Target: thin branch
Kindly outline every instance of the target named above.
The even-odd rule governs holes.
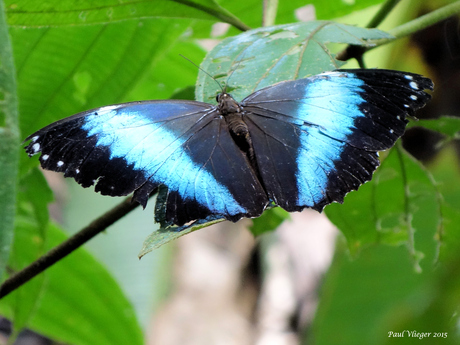
[[[124,217],[138,206],[139,204],[137,202],[131,202],[131,198],[127,198],[99,218],[92,221],[88,226],[69,237],[66,241],[62,242],[57,247],[54,247],[29,266],[5,280],[0,286],[0,299],[72,253],[75,249],[107,229],[110,225]]]
[[[379,26],[400,1],[401,0],[387,0],[382,7],[380,7],[369,24],[367,24],[366,28],[372,29]]]
[[[360,55],[363,55],[368,50],[377,48],[384,44],[393,42],[398,38],[409,36],[418,31],[426,29],[427,27],[439,23],[454,14],[460,13],[460,1],[456,1],[453,4],[446,5],[435,11],[427,13],[417,19],[411,20],[405,24],[402,24],[394,29],[388,31],[389,34],[393,35],[394,38],[386,38],[375,41],[373,47],[360,47],[360,46],[349,46],[337,54],[337,59],[347,61],[352,58],[359,59]],[[373,20],[371,20],[371,23]]]
[[[238,17],[235,17],[233,14],[230,12],[223,13],[224,9],[220,8],[222,11],[218,11],[214,8],[203,6],[199,3],[193,2],[191,0],[172,0],[175,2],[178,2],[180,4],[196,8],[197,10],[203,11],[205,13],[210,14],[213,17],[216,17],[220,21],[224,23],[228,23],[230,25],[233,25],[235,28],[241,30],[241,31],[248,31],[251,30],[249,26],[244,24],[241,20],[238,19]]]
[[[370,20],[369,24],[367,24],[367,28],[376,28],[377,26],[380,25],[380,23],[390,14],[390,12],[395,8],[395,6],[400,2],[401,0],[387,0],[377,11],[377,13],[374,15],[374,17]],[[342,50],[340,53],[337,54],[337,59],[346,61],[351,58],[355,58],[359,66],[361,68],[364,68],[364,59],[363,55],[366,52],[368,48],[363,47],[363,46],[357,46],[357,45],[348,45],[344,50]]]

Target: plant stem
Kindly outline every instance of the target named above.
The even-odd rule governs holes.
[[[62,242],[57,247],[54,247],[29,266],[5,280],[0,286],[0,299],[72,253],[75,249],[107,229],[110,225],[124,217],[138,206],[139,204],[137,202],[131,202],[131,199],[127,198],[99,218],[92,221],[88,226],[69,237],[66,241]]]
[[[180,4],[190,6],[193,8],[196,8],[197,10],[203,11],[205,13],[208,13],[217,19],[219,19],[222,22],[228,23],[230,25],[233,25],[235,28],[241,30],[241,31],[247,31],[250,30],[251,28],[244,24],[241,20],[239,20],[237,17],[235,17],[233,14],[230,12],[226,11],[222,7],[218,7],[219,10],[216,10],[214,8],[206,7],[201,4],[198,4],[196,2],[190,1],[190,0],[173,0],[175,2],[178,2]]]
[[[387,0],[378,10],[378,12],[374,15],[371,19],[369,24],[367,24],[367,28],[376,28],[383,22],[383,20],[390,14],[390,12],[395,8],[395,6],[401,0]]]
[[[262,16],[262,26],[275,24],[276,12],[278,10],[278,0],[264,0],[264,13]]]
[[[385,5],[389,4],[389,2],[390,1],[388,1]],[[394,29],[389,30],[388,33],[393,35],[394,38],[385,38],[378,41],[374,41],[373,43],[375,45],[372,47],[348,46],[340,53],[338,53],[336,58],[342,61],[347,61],[349,59],[355,58],[359,61],[360,56],[362,56],[368,50],[393,42],[395,39],[409,36],[431,25],[439,23],[444,19],[449,18],[450,16],[453,16],[457,13],[460,13],[460,0],[454,2],[453,4],[446,5],[430,13],[427,13],[417,19],[411,20],[410,22],[402,24]],[[376,17],[374,17],[374,19]],[[374,19],[371,20],[369,25],[371,25],[374,22]],[[375,21],[377,21],[377,19],[375,19]]]

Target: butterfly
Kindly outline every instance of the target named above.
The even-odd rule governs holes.
[[[88,110],[27,137],[29,156],[104,195],[133,194],[183,225],[236,222],[271,206],[322,211],[372,178],[378,151],[404,133],[430,99],[423,76],[379,69],[325,72],[217,105],[138,101]]]

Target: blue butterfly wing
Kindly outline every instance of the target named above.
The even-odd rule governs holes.
[[[183,225],[209,215],[236,221],[260,215],[268,203],[246,156],[212,105],[144,101],[102,107],[29,136],[29,155],[104,195],[134,192],[144,207],[160,185],[168,189],[165,220]]]
[[[422,76],[340,70],[259,90],[241,103],[262,183],[287,211],[321,211],[369,181],[378,151],[430,99]]]

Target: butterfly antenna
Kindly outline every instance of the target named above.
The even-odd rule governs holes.
[[[225,82],[226,87],[227,87],[227,85],[230,84],[230,78],[232,77],[233,73],[235,73],[235,71],[238,69],[238,67],[240,67],[242,62],[243,62],[243,60],[238,61],[238,64],[236,65],[236,67],[233,68],[232,73],[230,73],[230,75],[227,78],[227,81]]]
[[[219,88],[222,90],[222,92],[225,93],[225,89],[222,87],[222,85],[220,85],[220,83],[216,80],[216,78],[214,78],[212,75],[210,75],[208,72],[206,72],[204,69],[202,69],[200,66],[198,66],[196,63],[194,63],[192,60],[190,60],[189,58],[185,57],[184,55],[179,54],[179,56],[183,57],[185,60],[190,62],[193,66],[198,68],[201,72],[203,72],[208,77],[210,77],[212,80],[214,80],[217,83],[217,85],[219,85]]]

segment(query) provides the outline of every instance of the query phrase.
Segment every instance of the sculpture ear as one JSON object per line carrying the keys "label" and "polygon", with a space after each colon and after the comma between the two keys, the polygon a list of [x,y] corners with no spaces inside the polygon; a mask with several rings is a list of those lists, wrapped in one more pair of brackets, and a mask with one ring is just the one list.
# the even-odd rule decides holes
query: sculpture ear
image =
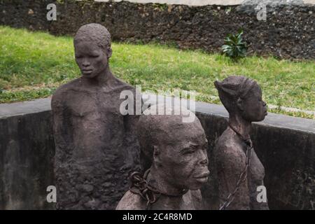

============

- Instructions to follow
Reproduce every line of the entries above word for word. Leave out the pictures.

- Exercise result
Target: thin branch
Kindly outline every instance of the target named above.
The even-odd rule governs holes.
[[[124,217],[138,206],[139,204],[137,202],[131,202],[131,198],[127,198],[99,218],[92,221],[88,226],[69,237],[66,241],[62,242],[57,247],[54,247],[29,266],[5,280],[0,286],[0,299],[72,253],[75,249],[107,229],[110,225]]]
[[[379,26],[400,1],[401,0],[387,0],[382,7],[380,7],[369,24],[367,24],[366,28],[372,29]]]
[[[360,55],[363,55],[368,50],[377,48],[384,44],[393,42],[398,38],[409,36],[418,31],[426,29],[427,27],[439,23],[454,14],[460,13],[460,1],[456,1],[453,4],[446,5],[435,11],[427,13],[417,19],[411,20],[405,24],[402,24],[394,29],[388,31],[389,34],[393,35],[394,38],[386,38],[375,41],[373,47],[360,47],[360,46],[349,46],[337,54],[337,59],[347,61],[352,58],[359,59]],[[373,20],[371,20],[371,23]]]
[[[238,17],[235,17],[233,14],[230,12],[223,13],[224,9],[220,8],[222,11],[218,11],[214,8],[203,6],[199,3],[193,2],[191,0],[172,0],[175,2],[178,2],[180,4],[196,8],[197,10],[203,11],[205,13],[210,14],[213,17],[216,17],[220,21],[224,23],[228,23],[230,25],[233,25],[235,28],[241,30],[241,31],[248,31],[251,30],[249,26],[244,24],[241,20],[238,19]]]
[[[370,20],[369,24],[367,24],[367,28],[376,28],[377,26],[380,25],[380,23],[390,14],[390,12],[395,8],[395,6],[400,2],[401,0],[387,0],[377,11],[377,13],[374,15],[374,17]],[[342,50],[340,53],[337,54],[337,59],[346,61],[351,58],[355,58],[359,66],[361,68],[364,68],[364,59],[363,55],[366,52],[368,48],[363,47],[363,46],[357,46],[357,45],[348,45],[344,50]]]

Target: plant stem
Kindly outline every instance of the target named above.
The even-odd rule governs holes.
[[[62,242],[57,247],[54,247],[29,266],[5,280],[0,286],[0,299],[72,253],[75,249],[107,229],[110,225],[124,217],[138,206],[139,204],[137,202],[131,202],[131,199],[127,198],[99,218],[92,221],[88,226],[69,237],[66,241]]]
[[[180,4],[190,6],[193,8],[196,8],[197,10],[203,11],[205,13],[208,13],[217,19],[219,19],[222,22],[228,23],[230,25],[233,25],[235,28],[241,30],[241,31],[247,31],[250,30],[251,28],[244,24],[241,20],[239,20],[237,17],[235,17],[233,14],[230,12],[226,11],[222,7],[218,7],[219,10],[216,10],[214,8],[206,7],[201,4],[198,4],[196,2],[190,1],[190,0],[173,0],[175,2],[178,2]]]
[[[387,0],[378,10],[378,12],[374,15],[371,19],[369,24],[367,24],[367,28],[376,28],[383,22],[383,20],[390,14],[390,12],[395,8],[395,6],[401,0]]]
[[[262,16],[262,26],[275,24],[276,12],[278,10],[278,0],[264,0],[264,13]]]
[[[385,5],[389,4],[389,2],[390,1],[388,1]],[[394,29],[389,30],[388,33],[393,35],[394,38],[385,38],[378,41],[374,41],[373,43],[375,45],[372,47],[348,46],[340,53],[338,53],[336,58],[342,61],[347,61],[349,59],[355,58],[359,61],[360,56],[362,56],[368,50],[393,42],[395,39],[409,36],[431,25],[439,23],[444,19],[449,18],[450,16],[453,16],[457,13],[460,13],[460,0],[454,2],[453,4],[446,5],[430,13],[427,13],[417,19],[411,20],[410,22],[402,24]],[[376,17],[374,17],[374,19]],[[374,19],[371,20],[369,25],[371,25],[374,22]],[[375,21],[377,21],[377,19],[375,19]]]

Target: butterfly
Kindly outline every instance of the target named above.
The even-odd rule governs holes.
[[[88,110],[27,137],[29,156],[104,195],[133,194],[183,225],[236,222],[271,206],[322,211],[372,178],[378,151],[404,133],[430,99],[423,76],[379,69],[325,72],[217,105],[138,101]]]

Target: blue butterfly wing
Kindly outline every instance of the target named above.
The even-odd rule governs holes.
[[[183,225],[209,215],[236,221],[260,215],[268,203],[246,156],[212,105],[144,101],[102,107],[29,136],[29,155],[104,195],[134,192],[144,207],[160,185],[168,189],[165,220]]]
[[[422,76],[340,70],[259,90],[241,103],[262,183],[287,211],[321,211],[369,181],[378,151],[430,99]]]

Target: butterfly antenna
Kindly outline every instance of the target named above.
The even-odd rule governs holes.
[[[225,82],[226,87],[227,87],[227,85],[230,84],[230,78],[232,77],[233,73],[235,73],[235,71],[238,69],[238,67],[240,67],[242,62],[243,62],[243,60],[238,61],[238,64],[236,65],[236,67],[233,68],[232,73],[230,73],[230,75],[227,78],[227,81]]]
[[[219,88],[222,90],[222,92],[225,93],[225,89],[222,87],[222,85],[220,85],[220,83],[216,80],[216,78],[214,78],[212,75],[210,75],[208,72],[206,72],[204,69],[202,69],[200,66],[198,66],[196,63],[194,63],[192,60],[190,60],[189,58],[185,57],[184,55],[179,54],[179,56],[183,57],[185,60],[190,62],[193,66],[198,68],[201,72],[203,72],[208,77],[210,77],[212,80],[214,80],[217,83],[217,85],[219,85]]]

segment(query) provides the outline of every instance of the query phrase.
Segment every instance of the sculpture ear as one JSON object per line carrying the keys "label" and "polygon", with a space after each colon and after the comma between the two keys, the polygon a list of [x,y] corners with no spaces inside the polygon; a mask with several rings is a list of those lists, wrapped in one more pair of brackets, and a mask with one ring is just the one list.
# the even-odd rule decides holes
query: sculpture ear
image =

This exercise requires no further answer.